**About this task**
Taking the first line of the listing as the start and the line containing "Locate every instance of the high-rise" as the end, reproduce everything in between exactly, both ends included.

**Data to examine**
☆ ☆ ☆ ☆ ☆
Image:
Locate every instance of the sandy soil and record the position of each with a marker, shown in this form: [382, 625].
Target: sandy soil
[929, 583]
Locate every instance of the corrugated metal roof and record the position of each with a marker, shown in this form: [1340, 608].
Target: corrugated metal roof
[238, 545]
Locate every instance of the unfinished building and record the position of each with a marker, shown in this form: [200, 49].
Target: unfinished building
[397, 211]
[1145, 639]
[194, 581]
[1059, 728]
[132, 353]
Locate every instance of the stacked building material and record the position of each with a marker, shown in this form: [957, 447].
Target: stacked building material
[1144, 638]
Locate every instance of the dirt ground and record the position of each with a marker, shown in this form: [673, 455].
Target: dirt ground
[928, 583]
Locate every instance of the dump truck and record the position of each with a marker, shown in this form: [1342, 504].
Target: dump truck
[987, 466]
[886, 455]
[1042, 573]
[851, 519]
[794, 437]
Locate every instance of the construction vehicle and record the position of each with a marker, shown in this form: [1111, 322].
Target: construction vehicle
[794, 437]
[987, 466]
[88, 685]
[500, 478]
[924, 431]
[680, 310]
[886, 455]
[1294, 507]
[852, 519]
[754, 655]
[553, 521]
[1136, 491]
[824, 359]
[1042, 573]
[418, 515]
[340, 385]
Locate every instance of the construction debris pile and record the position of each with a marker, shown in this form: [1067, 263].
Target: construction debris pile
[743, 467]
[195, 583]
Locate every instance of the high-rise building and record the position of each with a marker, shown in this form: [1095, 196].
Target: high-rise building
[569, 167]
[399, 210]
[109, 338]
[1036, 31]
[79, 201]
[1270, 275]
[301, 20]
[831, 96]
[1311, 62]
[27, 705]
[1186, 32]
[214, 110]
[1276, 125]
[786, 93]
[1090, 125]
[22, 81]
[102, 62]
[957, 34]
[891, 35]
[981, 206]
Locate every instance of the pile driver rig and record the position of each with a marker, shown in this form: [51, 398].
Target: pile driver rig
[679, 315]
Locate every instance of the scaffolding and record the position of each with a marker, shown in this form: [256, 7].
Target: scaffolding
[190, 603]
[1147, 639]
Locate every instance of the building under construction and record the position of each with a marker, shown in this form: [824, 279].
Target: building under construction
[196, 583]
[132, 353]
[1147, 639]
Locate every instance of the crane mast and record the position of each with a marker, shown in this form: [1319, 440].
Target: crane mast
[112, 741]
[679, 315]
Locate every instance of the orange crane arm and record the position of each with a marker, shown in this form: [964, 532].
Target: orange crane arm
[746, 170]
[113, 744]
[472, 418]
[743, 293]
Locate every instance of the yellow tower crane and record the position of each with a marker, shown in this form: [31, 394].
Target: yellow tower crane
☆ ☆ ☆ ☆ ☆
**Output of the exercise**
Image:
Locate every instance of the sandy soil and record the position of each with a marker, shown in this form: [382, 625].
Target: sandy soil
[929, 583]
Locate every instance of the corrugated metal roof and record the position of each with a marker, shown in this form: [1340, 608].
Target: corrugated metal roof
[238, 545]
Locate every instance of the unfinished building and record the position of each with a marker, shown in this form: [200, 49].
Target: unfinished building
[397, 211]
[1145, 639]
[194, 581]
[1059, 728]
[132, 353]
Locate every instance of the stacked building material and record the position of each with a marker, shown in this form: [957, 447].
Target: stacked building material
[1144, 638]
Locate every instance of the dirt ground and record the position of each with a marker, shown in this form: [673, 455].
Target: dirt ground
[928, 583]
Locate every instance of the dump truck and record the position of each with a marker, shown in this form: [1342, 504].
Target: dump truck
[987, 466]
[886, 455]
[1042, 573]
[851, 519]
[794, 437]
Locate every instance of the construction vehicle and record the position of each with a marker, shown in this form: [1111, 322].
Target: construction vehicle
[794, 437]
[987, 466]
[88, 685]
[500, 478]
[924, 431]
[680, 310]
[886, 455]
[1294, 507]
[852, 519]
[754, 655]
[553, 521]
[1136, 491]
[824, 359]
[1042, 573]
[418, 515]
[340, 385]
Locate every instance of the construction debris pile and record the position of each with a marker, shown in this form: [1067, 263].
Target: construction debris pile
[743, 467]
[195, 583]
Locate every instance of the high-rise building and record the position of each with a marker, shown in this form: [1095, 196].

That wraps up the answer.